→ **WHAT THE TASK ASKS**
Reproduce each of the following lines verbatim, leaving every character unchanged.

→ **PROVIDED DATA**
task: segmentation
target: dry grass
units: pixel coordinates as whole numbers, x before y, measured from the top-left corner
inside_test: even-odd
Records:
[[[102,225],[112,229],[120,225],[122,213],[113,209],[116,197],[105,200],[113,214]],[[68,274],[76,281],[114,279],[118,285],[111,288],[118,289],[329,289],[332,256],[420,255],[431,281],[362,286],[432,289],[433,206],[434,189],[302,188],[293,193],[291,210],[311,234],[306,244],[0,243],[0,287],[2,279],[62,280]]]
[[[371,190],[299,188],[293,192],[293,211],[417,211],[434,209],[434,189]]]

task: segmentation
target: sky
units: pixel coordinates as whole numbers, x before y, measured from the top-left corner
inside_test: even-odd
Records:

→ **FINISHED EXERCISE**
task: segmentation
target: dry grass
units: pixel coordinates as whole numbers, x before y, measured from the top-left corner
inside_test: even-odd
Records:
[[[102,225],[112,229],[120,225],[122,213],[113,209],[116,197],[105,200],[113,214]],[[68,274],[76,281],[114,279],[118,285],[111,288],[118,289],[329,289],[332,256],[420,255],[431,281],[362,286],[432,289],[433,206],[434,189],[302,188],[293,193],[291,210],[311,234],[306,244],[0,243],[0,287],[2,279],[62,280]]]
[[[371,190],[299,188],[293,192],[293,211],[417,211],[434,209],[434,189]]]

task: segmentation
target: sky
units: pixel coordinates as whole numbers, x before y, measured from the top-left corner
inside_test: even-odd
Records:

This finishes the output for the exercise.